In their polemic, Organisational Misbehavior (1999), CitationStephen Ackroyd and Paul Thompson examine a category of activities they define as ‘anything you do at work you are not supposed to do’. According to their analysis, misbehaviours such as ‘messing around’ and practical joking involve a more or less explicit form of resistance to and undermining of prevailing structures. Most social systems can tolerate a degree of ‘off-message’ activity and can sanction office celebrations, festive parties, dress-down Fridays, hotel spa away-days, paint-ball team-building, and so on. Resistance to and the undermining of structures, however, signals something far stronger. In Kanhadilok and Watts (2013) we posit two ‘zones’: a ‘play zone’ that encompasses all of those physical, and virtual, spaces where play, low-conforming or non-conforming activity can commonly take place, including sporting arenas, parkland, woodlands, youth centres, arcades, playgrounds, theme parks, bedrooms, social networking, game-worlds etcetera. A ‘no-play zone’ entails those spaces where unruly non-conformity is deemed a distraction, inappropriate, uninvited, curtailed: a three-lane motorway, a church, unlit streets, a busy construction site, the company board-room, some lecture theatres, classrooms, a funeral, and so on.

Our broad interest lies in transgressive behaviours, in spaces both physical and virtual. There are numerous examples where the Internet fosters non-conformity, adolescent rebellion, activities we have labelled the ‘dark side’ of Internet use (Crowe & Watts, Citation2012). While young ‘digital natives’ are instinctive and avid consumers of the Net, they are also constructors and re-shapers of its online content. They create and exploit digital spaces for social interaction, identity expression, media production and consumption – and do so with a proliferation of voices, cultural forms and styles. While much of this is innocuous, broadly courteous and dignified, there exist the negative, risky or inappropriate uses of the Internet such as ‘Internet addiction’, gaming addiction, exposure to sexually explicit material, online victimisation, harassment, cyber-bullying, sexual solicitation, and so on. There has been little exploration of youth involvement in these marginal, resistive, undermining activities.

For example, in the online world of social networking there is a growing trend towards establishing memorials to friends and loved ones who recently died. It is perhaps fitting that friends attach digital messages of condolence and support in much the way one might sign a book of remembrance at a funeral or cremation. Increasingly, however, ‘commemorators’ far exceed the usual ‘friends and family’, going well beyond incidental sympathisers. There are numerous network users who actively seek out memorial pages and postings, engaging in a form of funereal ‘grief tourism’. At an anecdotal level, a friend recently reported that a page dedicated to her recently deceased brother carried the following posts:

I didn't know you in real life but I feel a connection with you on here – I will think of you.

JOB:
Continue the passage on play zones and transgressive Internet use, picking up right after its final quoted post.

Labeled-object pointing entries:
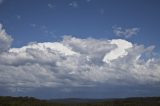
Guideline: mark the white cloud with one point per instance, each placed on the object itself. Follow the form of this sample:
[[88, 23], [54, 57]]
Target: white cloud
[[77, 62], [120, 51], [127, 33], [5, 39]]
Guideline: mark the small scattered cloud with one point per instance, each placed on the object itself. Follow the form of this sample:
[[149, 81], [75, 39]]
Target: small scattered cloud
[[1, 1], [50, 5], [73, 4], [125, 32], [88, 1]]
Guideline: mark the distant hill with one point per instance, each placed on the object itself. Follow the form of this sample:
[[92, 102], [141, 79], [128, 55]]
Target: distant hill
[[30, 101]]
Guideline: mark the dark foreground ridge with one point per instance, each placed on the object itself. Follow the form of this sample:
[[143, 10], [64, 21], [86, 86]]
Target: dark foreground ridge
[[30, 101]]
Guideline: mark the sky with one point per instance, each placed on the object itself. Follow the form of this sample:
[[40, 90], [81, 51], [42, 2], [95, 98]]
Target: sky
[[79, 48]]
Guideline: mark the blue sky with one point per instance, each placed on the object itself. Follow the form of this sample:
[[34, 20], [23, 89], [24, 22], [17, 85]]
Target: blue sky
[[92, 27]]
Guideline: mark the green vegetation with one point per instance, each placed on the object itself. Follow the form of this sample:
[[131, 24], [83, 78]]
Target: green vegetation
[[30, 101]]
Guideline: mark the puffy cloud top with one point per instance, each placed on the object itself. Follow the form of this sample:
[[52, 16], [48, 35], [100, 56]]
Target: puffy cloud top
[[76, 62], [5, 40]]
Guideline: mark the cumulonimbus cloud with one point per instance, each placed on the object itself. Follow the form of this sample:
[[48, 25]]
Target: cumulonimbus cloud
[[76, 62]]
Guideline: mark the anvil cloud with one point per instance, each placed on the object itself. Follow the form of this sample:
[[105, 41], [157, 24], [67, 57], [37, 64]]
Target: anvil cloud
[[76, 62]]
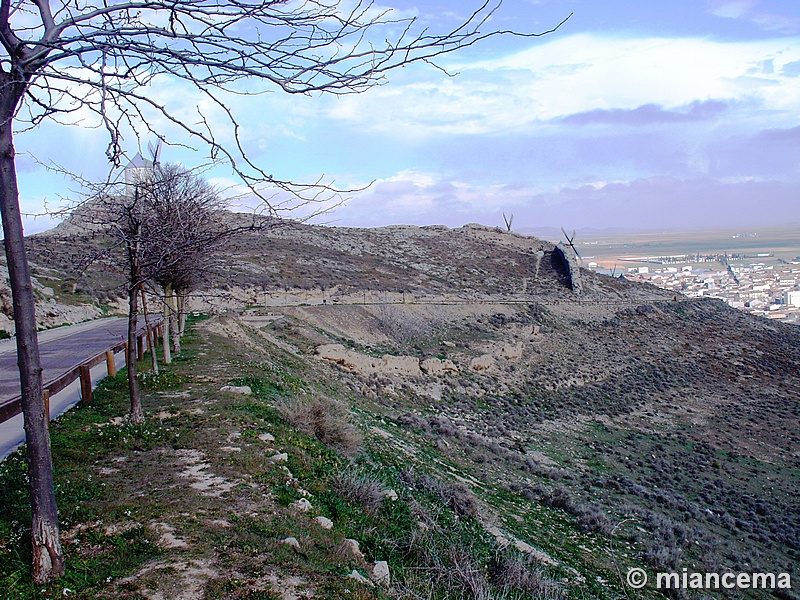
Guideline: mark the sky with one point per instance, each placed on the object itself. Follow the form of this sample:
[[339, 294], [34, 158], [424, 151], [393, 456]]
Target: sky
[[665, 114]]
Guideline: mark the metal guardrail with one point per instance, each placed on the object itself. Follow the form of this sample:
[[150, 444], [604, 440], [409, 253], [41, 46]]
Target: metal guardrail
[[82, 371]]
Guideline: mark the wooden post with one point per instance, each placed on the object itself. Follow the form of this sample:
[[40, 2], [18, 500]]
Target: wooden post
[[86, 384], [46, 396], [110, 366]]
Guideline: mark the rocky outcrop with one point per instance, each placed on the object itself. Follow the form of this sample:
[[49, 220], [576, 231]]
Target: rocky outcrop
[[355, 362], [437, 367], [570, 261], [482, 363]]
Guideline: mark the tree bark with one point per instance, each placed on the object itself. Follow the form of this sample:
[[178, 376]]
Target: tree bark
[[137, 414], [151, 345], [174, 325], [165, 338], [182, 296], [48, 558]]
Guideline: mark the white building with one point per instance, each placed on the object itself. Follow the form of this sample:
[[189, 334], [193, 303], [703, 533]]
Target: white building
[[792, 298]]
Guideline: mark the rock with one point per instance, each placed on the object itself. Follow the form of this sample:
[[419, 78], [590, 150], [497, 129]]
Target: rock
[[360, 578], [482, 363], [401, 365], [512, 351], [436, 366], [367, 365], [380, 573], [291, 541], [302, 505], [349, 549], [237, 389]]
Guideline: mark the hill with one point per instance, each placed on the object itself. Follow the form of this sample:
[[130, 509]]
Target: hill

ANSWER TO THE TASK:
I never knew you but I will miss you.

She counted 56 similar postings, people who used the inter-connectivity of the social network to first source the memorial page, and then write on his wall. This is not an isolated incident. When Travis McFee was killed on Christmas Eve 2010 in a car crash, his Facebook memorial attracted over 700 people – far more than could possibly have known him in real life. Similarly, following his suicide, Facebook memorials for 15-year-old Tom Mullaney included tributes from people who had no prior contact with him. Social networks encourage – even require – that identity and community be played out in very public ways. As 16-year-old ‘grief tourist’ Emily explained:

Nearly everyone on Facebook scans other people's pages, it just happens that we cruise the sad things, searching for memorial sites and similar stuff. Sometimes it is just curiosity, learning more about people's lives. If you can share in things that are good, then why not share their hard times or when things get bad? Other times it is trying to be in something bigger – after a murder or something – like you are part of it. Its exciting!

This type of tourism is neither new nor confined to the cyber-world. ‘Grief’ or dark tourism emerged from contemplations of death and tragedy, a thanatoptic tradition from the Middle Ages. Dark tourism has become a popular and profitable travel niche, often culturally informed: we watch the film Schindler's List, we visit Auschwitz; we see the news, we add ‘Ground Zero’ to our New York itinerary. Tours of wartime battle sites; English Heritage's darker moments of history; brochures featuring the visceral details of Roman arenas and amphitheatres; travel websites offer sections dedicated to ‘thana-tourism’, replete with a ‘top 10 of Dark Locations’. Whilst such tourists may appear morally suspect, perhaps morbid, grief tourists are simultaneously socially anxious – the sites they visit may prompt such questions as ‘How could this have happened?’

So far, perhaps an interesting sociological phenomenon. Within social media, however, there is a clearly transgressive dimension to these activities. The memorials for McFee and Mullaney, for example, were both hit by a form of posting that deliberately ridiculed the deceased. Sometimes called ‘trolling’ (although this is more usually a term for any form of derogatory remark or comment) this form of cyber ‘attack’ has become increasingly popular on social network memorials, something akin to the physical desecration of graveyards. Often creative, the ‘troll post’ will deliberately target a key aspect of the memorial, not least the cause of death. In Tom Mullany's case, an image of the boy had been carefully doctored to include a noose around his neck and the caption ‘Hang on in there, Tom!’ The practice came to prominence following the death under a train of schoolgirl, Natasha MacBryde, aged 15. A link appeared on her memorial wall to a skilfully constructed YouTube animation called ‘Tasha the Tank Engine’, which featured a steam train with the dead girl's face.

To this extent, ‘troll-tourism’ itself has gathered momentum. One self-confessed troll, ‘Cenobite-Angel’ (thoughtfully named after the Clive Barker fictional characters who found pleasure in pain), reported to us that although the postings were quickly removed by network administrators, ‘the trick is to get it all up and recorded before anyone notices – a bit like the old graffiti artists’. Like other forms of digital sub-cultures, troll-tourism has its own language, arenas where the best ‘trolls’ can be displayed and discussed and, most importantly, a graffiti hierarchy: the most creative postings gain kudos, their creators gain status. Emily and Michael – keen to assert they play no part in trolling activities themselves – actively seek and record the postings before they are removed. Michael displayed his album of ‘troll-posts’, commenting occasionally how this was ‘brilliantly creative’ or that ‘a little raw, it well over-steps the mark’.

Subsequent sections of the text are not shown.